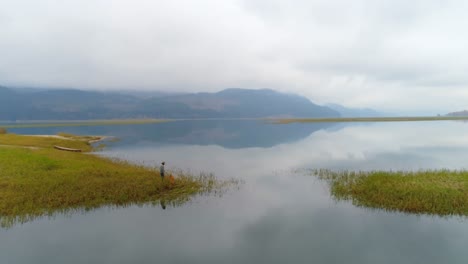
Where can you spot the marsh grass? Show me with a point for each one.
(43, 181)
(433, 192)
(88, 123)
(365, 119)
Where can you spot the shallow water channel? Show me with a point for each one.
(277, 215)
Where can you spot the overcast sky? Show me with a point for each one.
(391, 55)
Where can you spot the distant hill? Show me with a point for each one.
(355, 112)
(459, 113)
(230, 103)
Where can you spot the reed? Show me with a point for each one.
(37, 180)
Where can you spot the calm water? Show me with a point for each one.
(277, 216)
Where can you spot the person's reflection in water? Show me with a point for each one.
(162, 202)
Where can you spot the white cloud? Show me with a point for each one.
(392, 55)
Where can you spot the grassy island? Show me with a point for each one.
(433, 192)
(366, 119)
(37, 180)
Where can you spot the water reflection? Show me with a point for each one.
(276, 216)
(225, 133)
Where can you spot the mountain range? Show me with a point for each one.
(70, 104)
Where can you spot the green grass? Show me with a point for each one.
(433, 192)
(365, 119)
(88, 123)
(43, 181)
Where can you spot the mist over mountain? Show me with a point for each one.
(71, 104)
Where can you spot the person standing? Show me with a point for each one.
(161, 170)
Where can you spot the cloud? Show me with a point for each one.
(359, 53)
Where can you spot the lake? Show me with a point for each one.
(278, 214)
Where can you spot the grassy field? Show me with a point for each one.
(365, 119)
(85, 123)
(37, 180)
(433, 192)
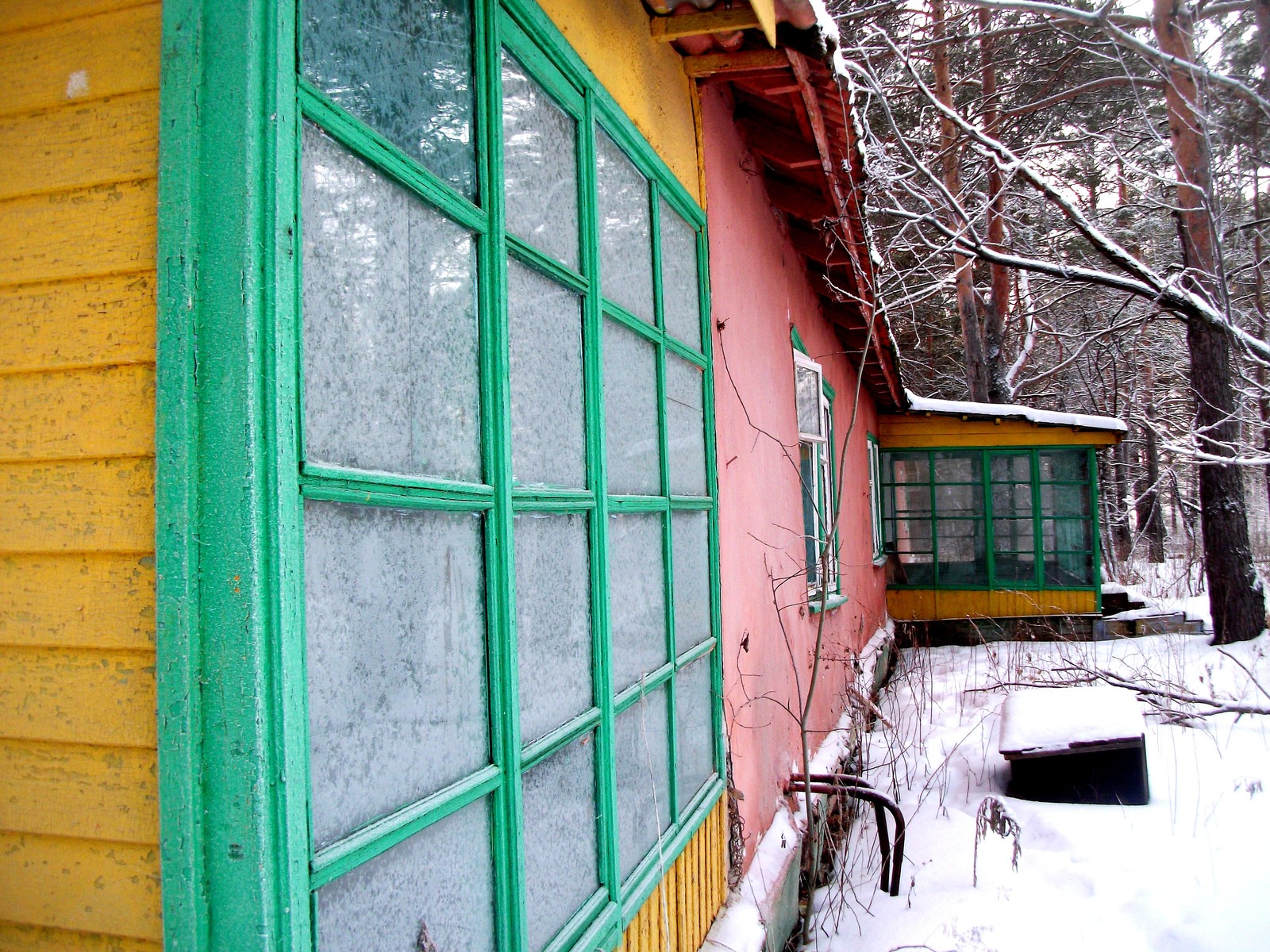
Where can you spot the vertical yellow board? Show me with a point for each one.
(79, 816)
(681, 909)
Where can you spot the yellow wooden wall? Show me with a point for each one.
(931, 605)
(677, 917)
(79, 816)
(899, 431)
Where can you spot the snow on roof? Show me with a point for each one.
(965, 408)
(1056, 719)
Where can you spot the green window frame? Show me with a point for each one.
(239, 861)
(1038, 524)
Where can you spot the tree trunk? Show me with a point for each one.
(1122, 537)
(1235, 596)
(1151, 524)
(950, 150)
(999, 301)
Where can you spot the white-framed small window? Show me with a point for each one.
(817, 476)
(876, 499)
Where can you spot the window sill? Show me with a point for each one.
(827, 605)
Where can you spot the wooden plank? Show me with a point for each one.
(666, 29)
(78, 696)
(82, 59)
(27, 14)
(798, 201)
(1041, 437)
(42, 939)
(723, 63)
(78, 323)
(779, 148)
(79, 145)
(94, 505)
(930, 605)
(71, 884)
(89, 413)
(99, 230)
(76, 790)
(78, 601)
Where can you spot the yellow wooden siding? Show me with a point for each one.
(44, 232)
(83, 885)
(105, 601)
(54, 149)
(679, 914)
(79, 814)
(79, 323)
(899, 431)
(42, 939)
(86, 57)
(933, 605)
(79, 790)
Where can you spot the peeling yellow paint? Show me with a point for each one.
(901, 431)
(79, 118)
(679, 914)
(645, 79)
(931, 605)
(73, 884)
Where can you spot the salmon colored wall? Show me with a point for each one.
(760, 289)
(645, 78)
(79, 816)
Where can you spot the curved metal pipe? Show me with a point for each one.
(851, 786)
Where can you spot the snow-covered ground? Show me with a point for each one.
(1191, 873)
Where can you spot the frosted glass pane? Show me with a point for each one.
(560, 852)
(806, 393)
(681, 302)
(694, 727)
(404, 69)
(545, 330)
(431, 892)
(643, 755)
(552, 621)
(625, 235)
(391, 374)
(637, 596)
(630, 413)
(394, 605)
(1064, 465)
(540, 167)
(685, 423)
(691, 579)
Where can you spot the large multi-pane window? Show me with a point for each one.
(510, 612)
(990, 518)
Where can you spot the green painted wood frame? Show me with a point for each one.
(233, 768)
(1037, 583)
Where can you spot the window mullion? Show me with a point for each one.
(602, 679)
(667, 522)
(499, 547)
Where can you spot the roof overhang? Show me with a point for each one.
(794, 113)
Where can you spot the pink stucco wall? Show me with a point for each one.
(760, 291)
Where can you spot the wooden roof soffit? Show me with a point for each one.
(791, 114)
(733, 63)
(667, 29)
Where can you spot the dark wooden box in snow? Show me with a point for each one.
(1075, 746)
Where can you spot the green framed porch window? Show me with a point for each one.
(991, 518)
(486, 528)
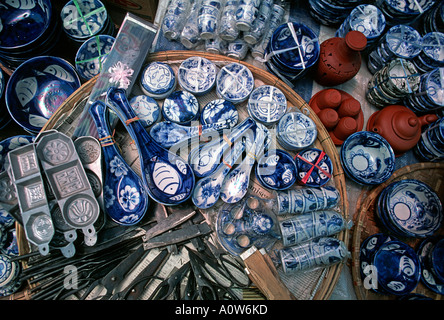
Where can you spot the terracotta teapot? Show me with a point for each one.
(400, 126)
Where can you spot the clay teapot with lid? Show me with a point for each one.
(400, 126)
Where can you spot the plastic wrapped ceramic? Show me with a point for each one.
(125, 199)
(366, 252)
(181, 107)
(306, 226)
(306, 199)
(234, 82)
(158, 80)
(296, 131)
(413, 208)
(365, 18)
(84, 19)
(167, 178)
(37, 88)
(147, 109)
(428, 277)
(246, 13)
(169, 134)
(245, 224)
(12, 143)
(91, 54)
(197, 75)
(314, 167)
(367, 158)
(219, 110)
(208, 18)
(276, 170)
(267, 104)
(397, 267)
(317, 253)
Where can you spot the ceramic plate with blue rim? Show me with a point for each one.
(23, 23)
(158, 80)
(219, 110)
(37, 88)
(296, 131)
(414, 208)
(398, 267)
(368, 158)
(91, 55)
(197, 75)
(181, 107)
(276, 170)
(267, 104)
(234, 82)
(314, 167)
(427, 276)
(146, 108)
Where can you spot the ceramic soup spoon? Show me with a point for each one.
(235, 184)
(207, 190)
(168, 178)
(205, 158)
(125, 199)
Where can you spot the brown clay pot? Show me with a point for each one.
(340, 59)
(399, 126)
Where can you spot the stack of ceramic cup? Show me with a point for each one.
(365, 18)
(331, 12)
(432, 53)
(430, 94)
(27, 30)
(403, 11)
(430, 146)
(400, 41)
(394, 82)
(292, 51)
(84, 19)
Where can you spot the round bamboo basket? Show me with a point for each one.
(323, 282)
(366, 222)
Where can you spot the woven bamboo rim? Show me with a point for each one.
(331, 276)
(366, 222)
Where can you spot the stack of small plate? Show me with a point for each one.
(292, 51)
(28, 29)
(85, 19)
(365, 18)
(430, 95)
(410, 208)
(430, 146)
(400, 41)
(403, 11)
(331, 12)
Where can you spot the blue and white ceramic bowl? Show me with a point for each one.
(92, 54)
(23, 23)
(398, 267)
(146, 108)
(158, 80)
(181, 107)
(296, 131)
(267, 104)
(219, 110)
(197, 75)
(413, 208)
(234, 82)
(314, 167)
(276, 170)
(367, 158)
(37, 88)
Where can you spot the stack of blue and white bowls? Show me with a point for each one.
(430, 146)
(27, 29)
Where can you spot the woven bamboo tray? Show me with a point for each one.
(366, 222)
(314, 285)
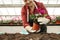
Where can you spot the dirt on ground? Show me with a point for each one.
(34, 36)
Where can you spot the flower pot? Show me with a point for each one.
(35, 26)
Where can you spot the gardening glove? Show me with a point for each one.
(43, 20)
(29, 29)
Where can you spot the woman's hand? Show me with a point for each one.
(43, 20)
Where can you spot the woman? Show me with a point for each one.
(33, 7)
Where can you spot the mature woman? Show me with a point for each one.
(32, 7)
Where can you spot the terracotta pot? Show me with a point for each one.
(35, 26)
(58, 22)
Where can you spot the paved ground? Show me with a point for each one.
(17, 29)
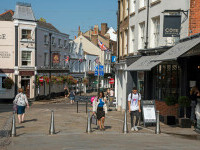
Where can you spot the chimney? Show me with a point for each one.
(94, 39)
(104, 28)
(79, 31)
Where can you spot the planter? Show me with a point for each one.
(184, 123)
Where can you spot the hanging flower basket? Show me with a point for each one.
(8, 83)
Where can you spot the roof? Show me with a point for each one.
(144, 63)
(23, 11)
(47, 26)
(7, 16)
(179, 49)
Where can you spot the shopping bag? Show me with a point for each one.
(94, 119)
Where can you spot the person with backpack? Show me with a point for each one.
(21, 102)
(134, 107)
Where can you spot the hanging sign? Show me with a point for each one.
(172, 26)
(56, 58)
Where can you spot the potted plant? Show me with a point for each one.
(8, 83)
(184, 102)
(170, 119)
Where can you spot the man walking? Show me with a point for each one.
(134, 107)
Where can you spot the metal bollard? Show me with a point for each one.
(157, 130)
(52, 127)
(77, 105)
(13, 129)
(88, 129)
(125, 126)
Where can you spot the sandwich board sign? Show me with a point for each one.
(149, 111)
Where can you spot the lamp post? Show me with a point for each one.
(50, 65)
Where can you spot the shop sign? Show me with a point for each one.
(172, 26)
(149, 111)
(4, 54)
(2, 36)
(56, 58)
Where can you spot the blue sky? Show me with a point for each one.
(67, 15)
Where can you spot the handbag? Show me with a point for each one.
(94, 119)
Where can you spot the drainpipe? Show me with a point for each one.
(147, 29)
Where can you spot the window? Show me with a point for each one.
(26, 58)
(46, 58)
(156, 31)
(142, 3)
(132, 36)
(26, 34)
(45, 39)
(2, 84)
(141, 35)
(166, 81)
(132, 6)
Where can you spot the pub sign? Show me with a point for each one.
(172, 26)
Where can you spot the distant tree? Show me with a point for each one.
(42, 19)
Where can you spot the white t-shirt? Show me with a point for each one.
(134, 101)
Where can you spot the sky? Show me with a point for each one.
(67, 15)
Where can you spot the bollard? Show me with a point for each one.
(157, 130)
(77, 105)
(52, 127)
(13, 129)
(125, 127)
(88, 129)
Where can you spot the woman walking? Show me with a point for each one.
(72, 96)
(21, 102)
(99, 109)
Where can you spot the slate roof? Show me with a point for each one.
(23, 11)
(7, 16)
(47, 26)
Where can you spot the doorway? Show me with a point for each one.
(25, 85)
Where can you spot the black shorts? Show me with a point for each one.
(100, 113)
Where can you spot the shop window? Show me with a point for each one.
(26, 34)
(166, 81)
(26, 58)
(142, 35)
(156, 31)
(2, 84)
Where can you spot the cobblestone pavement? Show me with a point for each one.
(71, 131)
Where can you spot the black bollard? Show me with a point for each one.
(52, 127)
(13, 128)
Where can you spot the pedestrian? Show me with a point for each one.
(72, 96)
(134, 107)
(194, 93)
(21, 102)
(100, 108)
(66, 91)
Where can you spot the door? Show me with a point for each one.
(25, 84)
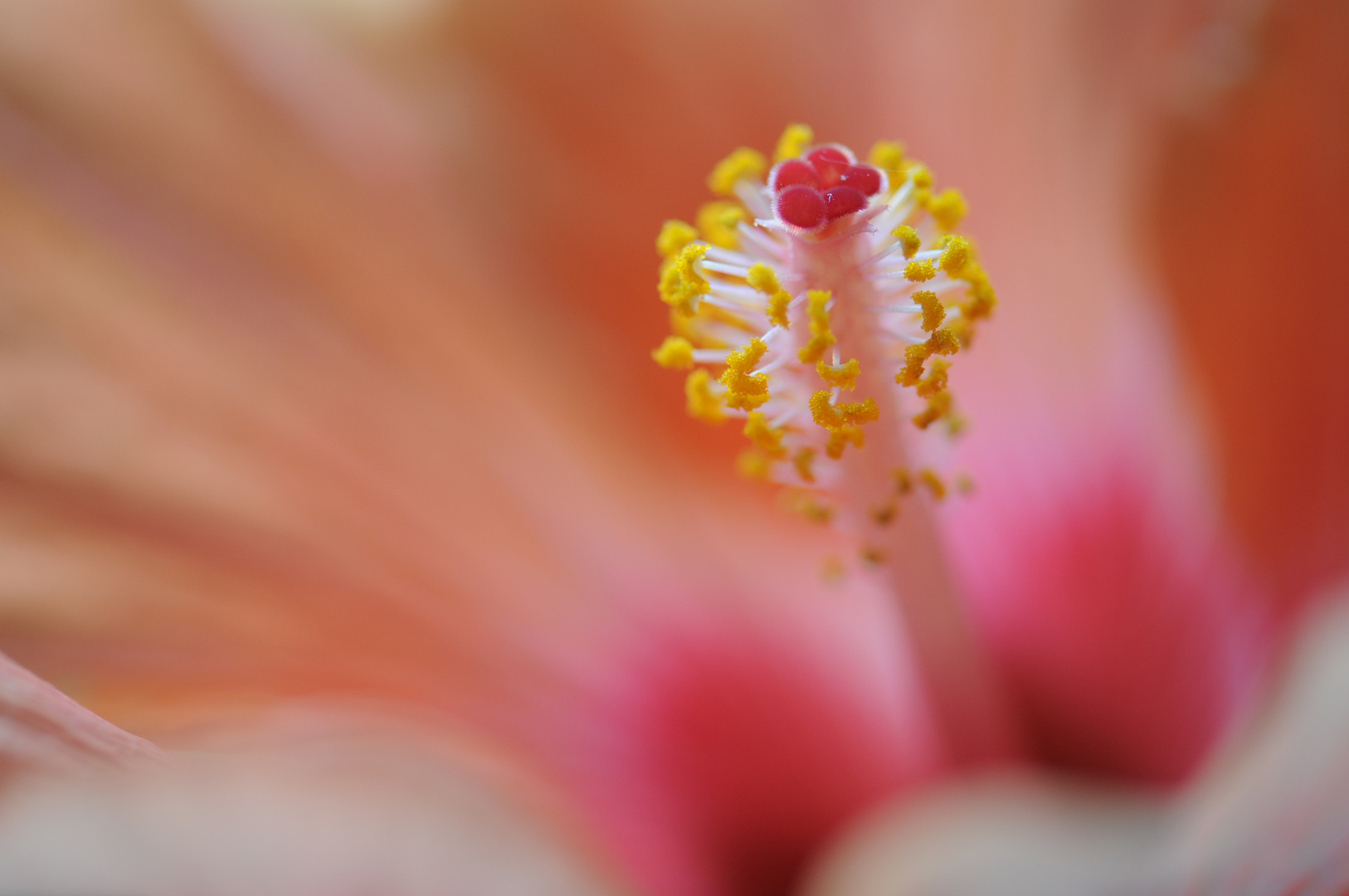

◆ ◆ ◆ ◆ ◆ ◆ ◆

*Work to complete*: Copy out the stretch from the row containing "Where can you spot the door?" through the last row, leaving out any pictures.

*Solution to this problem*:
Where can you spot the door? Show me with a point for each one.
(25, 84)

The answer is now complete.